TEXT SECTION
** Start **

Home | About | Sematext search-lucene.com search-hadoop.com
 Search Hadoop and all its subprojects:

Switch to Threaded View
Pig >> mail # user >> listdir() python function is not wokring on hadoop


Copy link to this message
-
Re: listdir() python function is not wokring on hadoop
Hi All

    Thanks for you suggestions
But in my case I have thousands small files and I want read them one by
one.I think it is only possible by using listdir().
As per Nitin comment I tried to install Pydoop but it is throwing me some
strange error and I am not finding any inforamtion on pydoop on google.

thanks
Haider
On Sat, Dec 7, 2013 at 8:19 AM, Yigitbasi, Nezih
<[EMAIL PROTECTED]>wrote:

> Haider,
> You can use TextLoader to read a file in HDFS line by line, and then you
> can pass those lines to your python UDF. Something like the following
> should work:
>
> x = load '/tmp/my_file_on_hdfs' using TextLoader() as (line:chararray);
> y = foreach x generate my_udf(line);
>
> -----Original Message-----
> From: Haider [mailto:[EMAIL PROTECTED]]
> Sent: Thursday, December 5, 2013 10:12 PM
> To: [EMAIL PROTECTED]
> Subject: Re: listdir() python function is not wokring on hadoop
>
> I am trying to read from HDFS not from Local file system, so would it be
> possible through listdir? or is there any way to read hdfs files one by one
> and passing to one funtion.

** End **

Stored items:
** Start **

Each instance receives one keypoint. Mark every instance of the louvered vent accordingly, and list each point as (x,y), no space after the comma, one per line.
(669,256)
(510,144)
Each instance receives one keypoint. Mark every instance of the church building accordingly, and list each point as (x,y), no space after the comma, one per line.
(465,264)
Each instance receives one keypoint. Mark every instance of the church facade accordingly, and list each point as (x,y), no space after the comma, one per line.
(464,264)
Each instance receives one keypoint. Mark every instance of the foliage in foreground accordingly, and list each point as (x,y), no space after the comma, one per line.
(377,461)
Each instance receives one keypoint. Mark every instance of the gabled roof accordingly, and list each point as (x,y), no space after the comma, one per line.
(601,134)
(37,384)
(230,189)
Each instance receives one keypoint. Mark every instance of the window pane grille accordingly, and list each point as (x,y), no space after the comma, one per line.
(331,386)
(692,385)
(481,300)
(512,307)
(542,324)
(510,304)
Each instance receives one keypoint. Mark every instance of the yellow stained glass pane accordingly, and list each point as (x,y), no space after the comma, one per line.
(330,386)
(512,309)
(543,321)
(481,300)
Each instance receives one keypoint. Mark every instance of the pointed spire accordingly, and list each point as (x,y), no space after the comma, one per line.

** End **

SET OF TASKS
- 1) In the thread about listdir() on Hadoop, why does Haider believe listdir() is the only way to handle his files? Answer in one to three sentences.
- 2) Extend the thread about listdir() on Hadoop, picking up right after its last sentence.
The data here stands apart from the thread.

PER-TASK OUTPUTS
- 1) Haider has thousands of small files and wants to read them one by one. He thinks that is possible only by using listdir().

- 2)
>
>
>
>
> On Fri, Dec 6, 2013 at 4:20 AM, Yigitbasi, Nezih
> <[EMAIL PROTECTED]>wrote:
>
> > I can call listdir to read from local filesystem in a python UDF. Did
> > you implement your function as a proper UDF?
> > ________________________________________
> > From: Haider [[EMAIL PROTECTED]]
> > Sent: Monday, December 02, 2013 5:22 AM
> > To: [EMAIL PROTECTED]
> > Subject: listdir() python function is not wokring on hadoop
> >
> > Hi all
> >
> >    is there any one who successfully used listdir() function to
> > retrieve files one by one from HDFS using python script.
> >
> >
> >  if __name__ == '__main__':
> >
> >     for filename in os.listdir("/user/hdmaster/XML2"):
> >     print filename
> >
> > ERROR streaming.StreamJob: Job not successful. Error: # of failed Map
> > Tasks exceeded allowed limit. FailedCount: 1. LastFailedTask:
> > task_201312020139_0025_m_000000
> > 13/12/02 05:20:50 INFO streaming.StreamJob: killJob...
> >
> > My intention is to take files one by one to parse.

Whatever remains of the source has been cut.